(Your instructions): Count the lines in the data below that contain the string "brick". Reply with the number only.

· · · · ·

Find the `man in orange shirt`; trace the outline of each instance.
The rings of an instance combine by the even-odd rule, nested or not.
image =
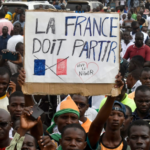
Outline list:
[[[146,85],[150,88],[150,68],[149,67],[145,67],[141,71],[140,81],[141,81],[142,85]],[[128,97],[131,99],[134,99],[135,91],[130,93],[128,95]]]
[[[72,99],[74,100],[74,102],[76,103],[76,105],[78,106],[78,109],[80,111],[80,121],[82,121],[81,126],[84,128],[85,132],[88,133],[90,126],[91,126],[91,121],[85,117],[85,112],[89,107],[88,104],[88,98],[85,96],[81,96],[81,95],[73,95]]]

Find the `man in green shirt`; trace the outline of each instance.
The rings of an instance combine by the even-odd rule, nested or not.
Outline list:
[[[124,82],[124,86],[122,87],[121,94],[116,97],[116,100],[119,101],[119,102],[121,102],[121,103],[124,104],[124,105],[129,106],[129,107],[131,108],[132,112],[134,112],[135,109],[136,109],[135,102],[134,102],[134,100],[128,98],[128,94],[127,94],[126,92],[127,92],[127,89],[126,89],[126,87],[125,87],[125,82]],[[102,108],[102,106],[105,104],[106,99],[107,99],[107,98],[104,98],[104,99],[101,101],[99,110],[100,110],[100,109]]]

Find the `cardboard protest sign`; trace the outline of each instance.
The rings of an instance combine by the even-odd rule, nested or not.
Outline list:
[[[23,91],[87,95],[85,89],[105,85],[108,90],[96,93],[110,93],[119,70],[119,34],[117,13],[27,11]]]

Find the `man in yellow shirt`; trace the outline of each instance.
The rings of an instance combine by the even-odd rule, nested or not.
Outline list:
[[[127,94],[126,92],[127,92],[127,89],[126,89],[126,87],[125,87],[125,82],[124,82],[124,86],[122,87],[121,94],[116,97],[116,101],[119,101],[119,102],[121,102],[122,104],[129,106],[129,107],[131,108],[132,112],[134,112],[134,110],[136,109],[135,102],[134,102],[132,99],[130,99],[130,98],[128,97],[128,94]],[[101,101],[99,110],[100,110],[100,109],[102,108],[102,106],[105,104],[106,99],[107,99],[107,98],[104,98],[104,99]]]

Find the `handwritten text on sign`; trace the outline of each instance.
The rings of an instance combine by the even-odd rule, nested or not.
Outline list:
[[[114,83],[119,14],[26,12],[26,82]]]

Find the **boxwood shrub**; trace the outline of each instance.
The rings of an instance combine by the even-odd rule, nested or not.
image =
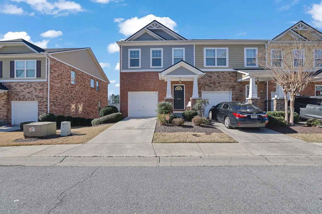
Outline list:
[[[93,119],[92,121],[92,125],[96,125],[110,123],[116,123],[123,119],[123,115],[121,113],[113,113]]]
[[[118,109],[116,107],[114,106],[108,106],[100,110],[99,115],[100,117],[113,113],[117,113],[118,112]]]

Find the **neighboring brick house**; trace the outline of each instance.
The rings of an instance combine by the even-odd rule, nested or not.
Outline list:
[[[98,117],[108,105],[109,83],[90,48],[0,41],[0,121],[19,124],[48,112]]]
[[[171,102],[180,112],[199,98],[209,99],[207,114],[224,101],[247,101],[263,109],[271,95],[284,102],[279,86],[272,86],[258,65],[258,50],[311,27],[301,21],[271,40],[187,39],[153,21],[117,42],[120,111],[125,116],[155,116],[158,102]],[[315,96],[319,90],[322,86],[313,84],[303,95]]]

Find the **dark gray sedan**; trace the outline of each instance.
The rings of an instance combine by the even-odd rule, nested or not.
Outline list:
[[[209,118],[232,127],[265,127],[268,123],[267,114],[254,105],[241,102],[224,102],[213,106]]]

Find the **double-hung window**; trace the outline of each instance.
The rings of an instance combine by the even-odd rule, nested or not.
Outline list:
[[[35,78],[36,61],[34,60],[15,60],[15,78]]]
[[[228,67],[228,47],[204,48],[204,66]]]
[[[185,60],[184,47],[172,48],[172,64],[181,60],[184,61]]]
[[[141,49],[128,49],[128,68],[141,68]]]
[[[76,84],[76,73],[72,71],[71,71],[71,83]]]
[[[150,49],[150,63],[151,68],[163,67],[163,48]]]
[[[282,56],[283,53],[277,50],[271,50],[271,65],[275,67],[283,67],[283,62],[282,62]]]
[[[322,50],[315,50],[314,54],[314,66],[322,67]]]
[[[258,67],[258,48],[257,47],[244,48],[244,63],[245,67]]]
[[[304,61],[304,50],[293,50],[293,60],[294,67],[302,66]]]

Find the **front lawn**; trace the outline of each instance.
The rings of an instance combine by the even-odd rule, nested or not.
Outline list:
[[[24,138],[24,132],[21,130],[4,132],[0,133],[0,146],[85,143],[113,124],[72,127],[71,134],[65,136],[60,136],[60,129],[57,130],[55,135],[25,139]]]
[[[152,143],[236,143],[212,125],[194,125],[185,122],[182,126],[157,122]]]

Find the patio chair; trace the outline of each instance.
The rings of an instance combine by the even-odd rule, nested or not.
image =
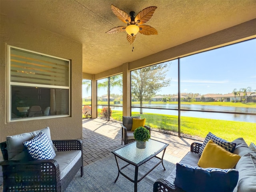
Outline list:
[[[38,105],[32,106],[28,110],[28,117],[38,117],[43,116],[43,112],[40,106]]]
[[[135,140],[133,135],[133,131],[131,131],[132,127],[132,118],[140,119],[140,116],[123,116],[123,124],[121,124],[122,126],[122,144],[123,142],[125,145],[133,142]],[[149,127],[145,126],[144,127],[148,129],[150,133],[150,128]]]

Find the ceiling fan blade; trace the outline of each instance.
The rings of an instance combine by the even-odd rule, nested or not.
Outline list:
[[[142,25],[139,27],[140,27],[139,32],[143,35],[150,35],[158,34],[157,30],[154,27],[149,25]]]
[[[132,36],[131,35],[130,35],[128,34],[127,34],[127,40],[131,45],[132,44],[132,43],[134,42],[135,39],[136,39],[136,35]]]
[[[123,22],[129,23],[131,22],[131,18],[126,12],[115,6],[113,4],[111,5],[111,9],[116,16]]]
[[[148,21],[153,16],[156,8],[157,7],[148,7],[140,11],[135,17],[135,22],[137,22],[138,21],[138,24],[141,24]]]
[[[120,26],[119,27],[114,27],[114,28],[112,28],[109,31],[107,31],[106,33],[113,34],[119,33],[119,32],[123,32],[125,31],[126,28],[126,27],[125,27],[124,26]]]

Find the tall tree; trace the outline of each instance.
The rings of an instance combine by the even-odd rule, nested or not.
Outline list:
[[[244,93],[244,96],[245,98],[245,102],[247,102],[247,92],[251,91],[252,88],[250,87],[248,87],[247,88],[241,88],[240,91]]]
[[[108,94],[108,89],[111,87],[122,87],[123,84],[122,76],[122,74],[111,76],[109,77],[110,88],[108,87],[108,78],[106,78],[106,80],[103,82],[98,83],[98,87],[99,88],[107,88],[107,95]]]
[[[85,86],[85,90],[88,92],[92,87],[92,80],[87,79],[83,79],[82,82],[82,85]]]
[[[234,89],[233,90],[233,92],[232,92],[234,94],[234,95],[235,96],[235,103],[236,102],[236,96],[238,94],[238,91],[236,90],[236,89]]]
[[[166,78],[170,64],[162,63],[132,72],[132,96],[140,101],[140,113],[142,114],[142,102],[149,100],[162,87],[168,86],[171,78]]]

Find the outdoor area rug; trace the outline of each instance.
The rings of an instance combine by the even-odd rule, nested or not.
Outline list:
[[[165,154],[164,168],[160,164],[138,184],[138,192],[153,191],[153,186],[159,178],[166,178],[176,166],[180,159],[168,154]],[[120,167],[127,164],[118,158]],[[153,158],[139,167],[138,178],[141,177],[159,161]],[[130,177],[134,179],[135,167],[130,165],[122,170]],[[134,183],[119,174],[116,182],[114,183],[118,174],[114,156],[113,154],[84,167],[84,176],[80,176],[80,171],[67,188],[65,192],[134,192]]]

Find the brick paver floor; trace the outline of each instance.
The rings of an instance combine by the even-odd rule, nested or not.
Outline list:
[[[83,120],[82,126],[84,166],[108,156],[122,146],[120,123],[89,119]],[[151,132],[151,138],[168,143],[166,153],[180,159],[190,150],[191,144],[195,141],[154,131]]]

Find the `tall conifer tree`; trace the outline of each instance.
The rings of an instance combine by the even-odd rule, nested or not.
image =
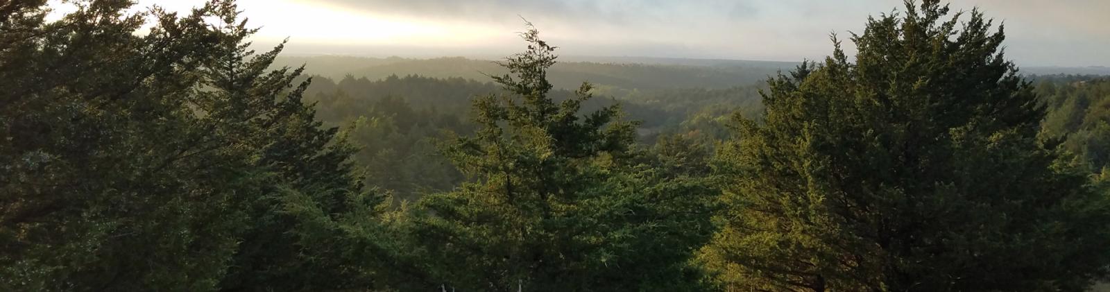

· · · · ·

(Written answer): 2